_What you have to do_.
Every entry should be repeated exactly. Omit the pictures.

_Exercise input_.
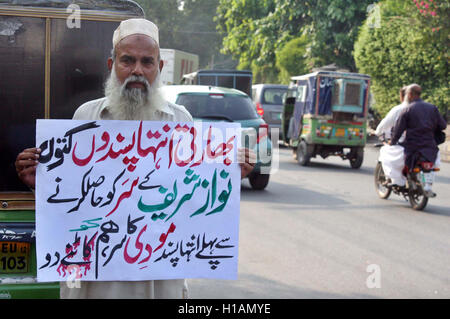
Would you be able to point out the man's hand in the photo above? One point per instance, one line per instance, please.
(247, 160)
(26, 163)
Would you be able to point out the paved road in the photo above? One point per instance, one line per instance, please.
(315, 230)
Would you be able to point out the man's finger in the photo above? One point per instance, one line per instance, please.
(27, 171)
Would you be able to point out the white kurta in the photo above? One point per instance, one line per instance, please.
(392, 158)
(166, 289)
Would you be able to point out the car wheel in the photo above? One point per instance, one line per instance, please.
(259, 181)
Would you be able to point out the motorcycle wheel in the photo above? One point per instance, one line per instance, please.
(417, 199)
(382, 191)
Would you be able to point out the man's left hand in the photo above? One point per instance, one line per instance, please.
(247, 160)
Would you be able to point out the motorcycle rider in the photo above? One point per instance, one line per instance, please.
(420, 120)
(392, 156)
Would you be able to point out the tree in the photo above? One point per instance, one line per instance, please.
(291, 59)
(404, 50)
(189, 26)
(255, 30)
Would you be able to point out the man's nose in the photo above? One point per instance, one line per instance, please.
(138, 69)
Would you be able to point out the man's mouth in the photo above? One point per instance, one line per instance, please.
(136, 85)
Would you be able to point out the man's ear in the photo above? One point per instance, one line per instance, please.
(110, 64)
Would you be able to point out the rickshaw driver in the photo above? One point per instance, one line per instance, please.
(131, 93)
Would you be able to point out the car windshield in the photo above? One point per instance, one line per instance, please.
(220, 106)
(274, 95)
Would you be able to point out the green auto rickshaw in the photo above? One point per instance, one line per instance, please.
(325, 113)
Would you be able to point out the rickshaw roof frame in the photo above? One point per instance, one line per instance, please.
(346, 75)
(41, 11)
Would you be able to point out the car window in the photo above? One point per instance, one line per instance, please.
(234, 107)
(274, 95)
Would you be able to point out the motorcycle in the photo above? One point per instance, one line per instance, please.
(418, 187)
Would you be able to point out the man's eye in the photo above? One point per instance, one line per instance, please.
(147, 61)
(126, 60)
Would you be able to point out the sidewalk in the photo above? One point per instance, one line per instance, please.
(445, 147)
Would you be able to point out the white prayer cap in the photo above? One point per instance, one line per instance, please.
(135, 26)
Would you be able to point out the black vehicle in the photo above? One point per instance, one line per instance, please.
(52, 60)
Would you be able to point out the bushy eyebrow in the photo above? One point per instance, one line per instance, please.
(133, 59)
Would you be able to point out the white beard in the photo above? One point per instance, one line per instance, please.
(134, 103)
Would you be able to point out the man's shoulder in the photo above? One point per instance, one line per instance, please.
(422, 103)
(180, 112)
(89, 109)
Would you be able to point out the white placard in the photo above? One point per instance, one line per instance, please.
(130, 200)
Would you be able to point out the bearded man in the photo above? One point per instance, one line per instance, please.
(131, 93)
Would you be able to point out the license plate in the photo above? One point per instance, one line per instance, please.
(340, 132)
(14, 257)
(428, 178)
(276, 116)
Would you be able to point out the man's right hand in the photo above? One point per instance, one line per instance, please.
(26, 163)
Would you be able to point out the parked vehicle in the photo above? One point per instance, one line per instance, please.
(236, 79)
(268, 99)
(49, 67)
(325, 113)
(418, 188)
(176, 64)
(207, 103)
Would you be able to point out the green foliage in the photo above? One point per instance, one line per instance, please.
(255, 30)
(291, 59)
(191, 29)
(402, 51)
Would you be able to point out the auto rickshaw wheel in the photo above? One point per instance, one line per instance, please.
(303, 153)
(258, 181)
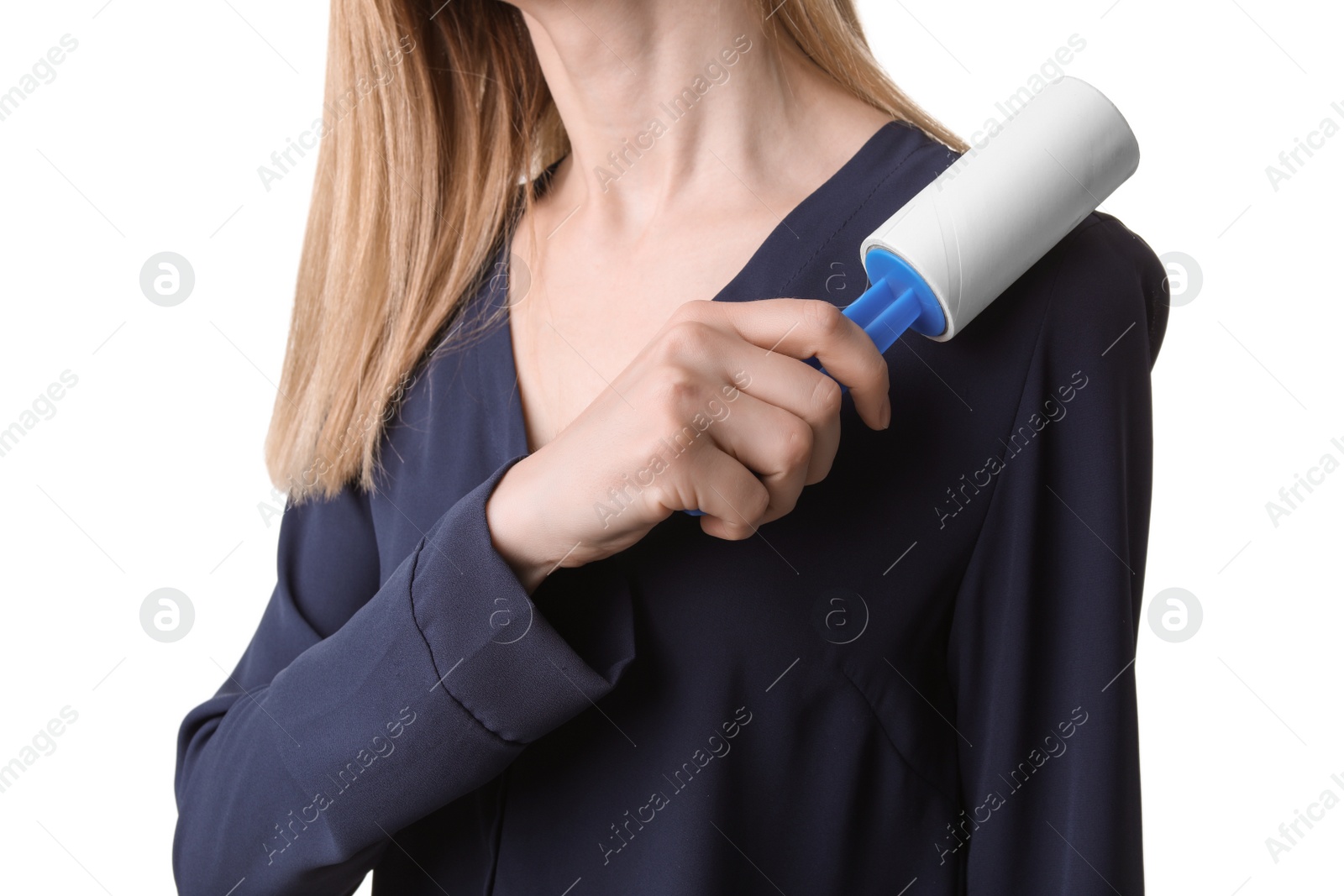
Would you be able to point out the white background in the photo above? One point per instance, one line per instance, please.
(150, 474)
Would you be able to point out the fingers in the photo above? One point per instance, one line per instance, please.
(804, 328)
(784, 385)
(774, 445)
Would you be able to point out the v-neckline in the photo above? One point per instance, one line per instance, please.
(517, 438)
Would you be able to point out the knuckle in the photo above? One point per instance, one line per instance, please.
(824, 318)
(678, 387)
(685, 338)
(796, 446)
(827, 396)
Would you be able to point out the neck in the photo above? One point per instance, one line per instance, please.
(654, 96)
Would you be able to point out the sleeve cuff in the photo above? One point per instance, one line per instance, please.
(499, 656)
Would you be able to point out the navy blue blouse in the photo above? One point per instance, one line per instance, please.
(917, 683)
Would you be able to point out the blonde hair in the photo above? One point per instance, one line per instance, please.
(436, 127)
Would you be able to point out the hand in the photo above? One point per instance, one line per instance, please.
(717, 412)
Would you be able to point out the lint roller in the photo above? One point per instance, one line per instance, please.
(953, 249)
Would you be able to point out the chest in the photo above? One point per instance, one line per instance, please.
(580, 315)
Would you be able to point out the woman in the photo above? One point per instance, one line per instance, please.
(497, 660)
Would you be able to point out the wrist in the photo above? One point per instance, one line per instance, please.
(514, 528)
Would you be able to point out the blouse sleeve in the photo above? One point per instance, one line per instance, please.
(1047, 614)
(358, 710)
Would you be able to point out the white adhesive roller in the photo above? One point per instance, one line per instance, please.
(948, 253)
(953, 249)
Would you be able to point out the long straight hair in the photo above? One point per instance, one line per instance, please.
(436, 125)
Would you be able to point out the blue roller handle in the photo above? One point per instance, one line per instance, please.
(895, 302)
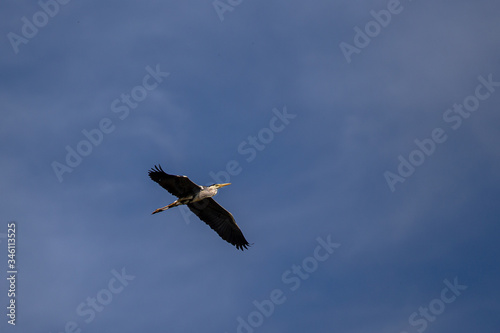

_Response area_.
Would you be able to point out the man's hand in the photo above? One point per instance, one line per instance, please.
(247, 160)
(26, 163)
Would you be able to point out the paved road in the photo above? One point per instance, one line per instance, please.
(315, 230)
Would you be able to point out the man's finger in the photo above? One point per instance, one line per instance, please.
(27, 171)
Would you be able to point out the white kurta in the photo above? One point per instance, one line per instance, please.
(392, 158)
(166, 289)
Would you be able to point out the car wheel in the photo above? One point per instance, one line per instance, please.
(259, 181)
Would you be able to point out the motorcycle wheel in the photo above? One point per instance, one line per instance, please.
(417, 199)
(382, 191)
Would you be able to point out the man's left hand in the photo above? One point per instance, one line per instance, please.
(247, 160)
Would you be able to point out the motorcycle rider in the photo above? One point per instance, one line per instance, please.
(420, 120)
(392, 156)
Would you be able to point out the tree in the photo above? One point per instance, one line per instance, please.
(291, 59)
(404, 50)
(189, 26)
(255, 30)
Would you be able to point out the man's nose in the photo above? One point per instance, one line per instance, please.
(138, 69)
Would you be able to point out the man's mouth in the photo above? One point per instance, one line per instance, please.
(136, 85)
Would you be able to point out the man's ear in the photo above? One point per instance, one line per instance, please.
(110, 64)
Would you be able to point out the rickshaw driver in the photo above? One point per instance, one line per instance, please.
(131, 93)
Would you be able to point out the car windshield in the photo above? One point per instance, one line per instance, please.
(220, 106)
(274, 95)
Would you be able to point out the green auto rickshaw in the photo above? One point per instance, one line per instance, please.
(325, 113)
Would you be able to point out the rickshaw roof frame in the photo above? One point per instance, one line per instance, please.
(346, 75)
(41, 11)
Would you be able to point out the car window in the photo above? One point per instance, one line per instance, please.
(234, 107)
(274, 95)
Would you be able to point out the motorcycle in the photo above? One point per instance, one line per instance, please.
(418, 187)
Would you be able to point out the man's eye in the photo above? One point per instance, one line per instance, please.
(147, 61)
(126, 60)
Would you be able to point out the sidewalk in the photo above? One point per instance, one line per instance, please.
(445, 147)
Would you be able to point out the white prayer cap in the photo above? One point per instance, one line per instance, please.
(135, 26)
Would you be able to point out the black vehicle in the photo above? One point per instance, one line per instance, please.
(52, 60)
Would you be able to point out the bushy eyebrow in the photo above? One point per instance, one line per instance, please.
(133, 59)
Would you be able to point out the white beard in the photo above? One point per instance, one line per instance, please.
(134, 103)
Would you be able to point out the man's shoulder in the photo above? One point per instance, one line per instance, please.
(422, 103)
(180, 112)
(89, 109)
Would you be able to point out the white placard in the photo above? One point per instance, one line per instance, please.
(130, 200)
Would you be able to point out the bearded man in the photo above? One point per instance, one line per instance, please.
(131, 93)
Would you be able to point out the license plate in the photo above? One point per instance, one line per instance, please.
(340, 132)
(14, 257)
(428, 178)
(276, 116)
Would you be able to point out the man's right hand in the photo above? One point per instance, one line per instance, please.
(26, 163)
Would you be able to point out the parked vehicle in the photo above? One point per instance, one line per instance, please.
(236, 79)
(268, 99)
(49, 67)
(325, 113)
(418, 188)
(176, 64)
(207, 103)
Would you be able to point out the green foliage in the photo above? One point per instance, one line per instance, please.
(255, 30)
(291, 59)
(191, 29)
(402, 51)
Would you be able to point out the auto rickshaw wheel in the photo above? One point per instance, one line per instance, please.
(303, 153)
(258, 181)
Would you be able to point out the white background in the photo above? One point per instance, one line per instance, please.
(150, 474)
Would you be able to point out the fingers in the photo above? One point per instance, one line per instance, please.
(804, 328)
(784, 385)
(774, 445)
Would you be able to point out the v-neckline in the photo above? One point per instance, one line per instance, please.
(517, 438)
Would you be able to point out the knuckle in the photo above? One point per instance, one line per instance, please.
(824, 318)
(678, 387)
(685, 338)
(796, 446)
(827, 396)
Would you be able to point out the neck in the photo above? One point per instance, one line per instance, please.
(654, 96)
Would you be able to point out the sleeve cuff in the photo above? One point per instance, one line per instance, please.
(499, 656)
Would you be able to point out the navy blue blouse in the photo above? One point per instance, one line per instance, please.
(917, 683)
Would you be able to point out the blonde hair in the photo above? One point per instance, one line per instance, please.
(436, 127)
Would you be able to point out the hand in the photo above? One point per instance, one line per instance, please.
(717, 412)
Would you be able to point out the lint roller in the photo above? One point per instance, one line per instance, please.
(953, 249)
Would you be able to point out the chest in the photo above? One point per instance, one line per instance, please.
(580, 315)
Would you be able to point out the woman in the photo above? One point per instance, one line per instance, please.
(497, 660)
Would you be able to point out the wrist in the photo above? One point per instance, one line per instance, please.
(514, 528)
Would you be able to point out the blouse sleeve in the photo above? One point per instance, one line per instance, please.
(1047, 614)
(358, 710)
Would you be able to point out the white adhesive roller in the photo above? One point per instance, one line per instance, please.
(948, 253)
(953, 249)
Would you be able to point out the long straight hair in the photo above? One point per instance, one line per instance, please.
(436, 125)
Would you be able to point out the blue roller handle in the photo above? One point per instance, one line per instance, please.
(895, 302)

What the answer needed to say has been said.